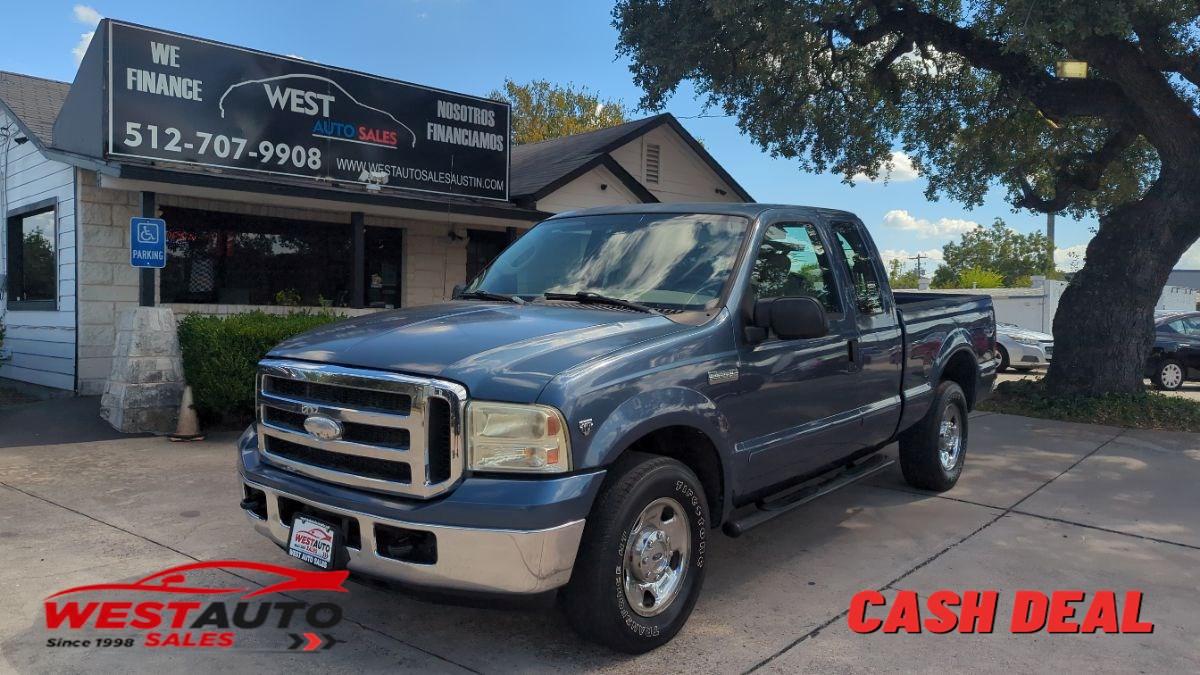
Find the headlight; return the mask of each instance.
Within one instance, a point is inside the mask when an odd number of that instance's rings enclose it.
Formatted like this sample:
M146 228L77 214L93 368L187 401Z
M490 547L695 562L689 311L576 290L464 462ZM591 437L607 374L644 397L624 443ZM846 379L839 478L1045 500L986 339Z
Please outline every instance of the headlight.
M1040 347L1042 345L1042 341L1038 340L1037 338L1016 336L1016 335L1013 335L1011 337L1013 340L1016 340L1017 342L1020 342L1023 345L1029 345L1030 347Z
M467 453L476 471L571 470L566 420L545 405L471 401L467 405Z

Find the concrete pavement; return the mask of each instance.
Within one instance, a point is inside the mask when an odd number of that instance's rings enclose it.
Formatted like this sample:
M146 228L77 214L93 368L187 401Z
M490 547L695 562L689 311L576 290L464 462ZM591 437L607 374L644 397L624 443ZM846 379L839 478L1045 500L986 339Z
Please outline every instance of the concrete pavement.
M238 508L234 435L0 449L0 669L192 672L1196 672L1200 670L1200 437L976 415L951 492L909 489L893 467L751 531L712 538L684 631L641 657L576 638L550 599L433 601L369 581L332 599L345 640L309 654L281 631L237 650L49 648L42 601L236 558L293 566ZM0 445L7 432L0 427ZM889 449L894 452L894 448ZM297 563L294 566L299 566ZM265 582L214 571L216 583ZM857 591L998 590L988 635L859 635ZM1145 592L1150 635L1013 635L1012 593ZM315 601L318 594L306 594ZM1007 603L1007 604L1006 604ZM884 616L885 610L875 615ZM1082 610L1080 610L1082 613ZM240 640L241 638L239 638Z

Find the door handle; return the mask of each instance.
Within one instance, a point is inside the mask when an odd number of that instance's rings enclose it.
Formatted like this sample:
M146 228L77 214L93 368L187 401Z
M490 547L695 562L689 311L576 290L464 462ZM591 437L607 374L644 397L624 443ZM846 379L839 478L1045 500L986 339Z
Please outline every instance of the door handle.
M846 341L846 356L850 358L850 370L858 369L859 351L857 339Z

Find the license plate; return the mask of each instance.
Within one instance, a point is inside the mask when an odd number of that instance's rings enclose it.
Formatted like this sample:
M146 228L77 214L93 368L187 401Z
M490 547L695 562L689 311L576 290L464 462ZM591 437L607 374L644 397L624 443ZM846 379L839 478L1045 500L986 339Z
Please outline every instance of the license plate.
M296 514L288 537L288 555L323 570L334 568L341 537L337 528L311 516Z

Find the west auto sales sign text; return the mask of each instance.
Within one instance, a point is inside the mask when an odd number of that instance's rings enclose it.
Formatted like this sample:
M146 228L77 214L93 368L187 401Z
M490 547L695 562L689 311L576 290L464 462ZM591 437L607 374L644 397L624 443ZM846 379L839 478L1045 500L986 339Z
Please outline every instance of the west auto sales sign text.
M109 28L110 155L508 198L507 104Z

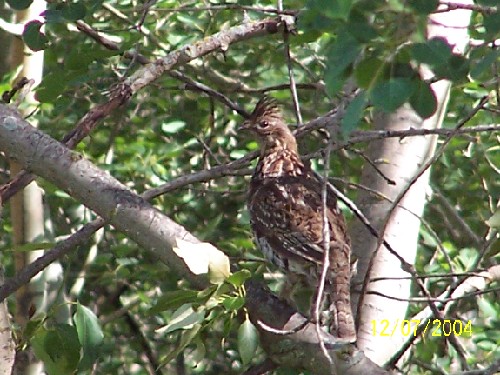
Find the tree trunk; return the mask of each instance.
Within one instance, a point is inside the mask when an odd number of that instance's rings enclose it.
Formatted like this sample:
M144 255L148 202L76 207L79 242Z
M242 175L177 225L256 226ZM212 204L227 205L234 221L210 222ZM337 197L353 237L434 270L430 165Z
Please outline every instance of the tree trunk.
M31 6L15 14L15 22L19 24L27 23L37 18L45 10L46 3L43 0L35 0ZM43 72L43 51L33 52L25 47L23 41L18 38L12 40L10 49L10 66L15 71L21 67L17 79L26 77L34 81L34 86L38 85L42 79ZM21 105L25 114L35 109L35 99L33 91L26 97L26 103ZM32 124L36 122L32 121ZM11 162L11 175L15 176L22 167ZM42 202L42 191L33 182L22 192L16 194L11 200L11 220L13 225L14 245L33 243L44 238L44 213ZM18 252L15 254L16 270L21 270L27 264L43 254L43 251ZM32 306L38 311L43 303L44 283L42 277L33 279L29 285L25 285L16 293L15 322L23 327L30 318ZM28 352L18 352L16 355L16 374L40 374L42 364L33 361Z
M467 3L469 1L456 1L456 3ZM429 18L428 38L440 36L448 40L454 46L454 52L462 52L468 40L467 26L470 21L470 11L454 10L445 13L437 13ZM424 68L425 69L425 68ZM425 78L432 76L426 69L422 71ZM432 85L438 108L436 113L429 119L421 119L413 109L405 105L392 114L378 113L375 115L375 128L377 130L403 130L403 129L434 129L441 126L446 106L448 103L450 83L439 81ZM361 176L361 184L369 187L388 200L373 196L367 191L361 191L357 204L366 214L368 219L380 231L387 220L384 230L384 238L408 263L413 264L417 251L417 240L420 227L426 192L430 189L429 174L427 170L411 187L408 182L417 173L419 168L434 153L436 144L435 137L409 137L405 139L386 138L372 142L367 150L367 156L373 160L380 171L390 180L395 182L391 185L382 178L379 173L367 165ZM405 189L408 189L400 205L392 213L389 209L394 199ZM390 217L387 219L387 215ZM376 294L366 294L360 298L359 290L367 272L370 278L391 277L400 279L372 282L367 291L376 291L385 296L396 298L410 297L410 279L401 269L400 262L391 255L383 246L378 250L377 238L374 238L359 222L351 228L353 239L353 252L358 257L358 272L353 284L356 291L353 298L354 310L358 304L360 309L360 322L358 328L358 346L375 363L384 364L399 349L405 337L401 332L401 322L406 317L408 303L388 299ZM377 251L370 269L370 259ZM391 337L382 336L381 329L385 321L388 324L386 333ZM399 326L398 326L399 324ZM393 328L397 327L394 332ZM375 331L374 331L375 329Z

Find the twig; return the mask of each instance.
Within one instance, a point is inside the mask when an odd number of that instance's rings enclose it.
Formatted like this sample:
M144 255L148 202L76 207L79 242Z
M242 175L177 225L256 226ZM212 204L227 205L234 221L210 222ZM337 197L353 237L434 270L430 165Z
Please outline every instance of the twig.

============

> PROBLEM DETAILS: The lines you need are those containing "twig"; find them in the records and copy them.

> ANSWER FOR THE TASK:
Find the twig; return the mask of each instance.
Please outline every instance of the twig.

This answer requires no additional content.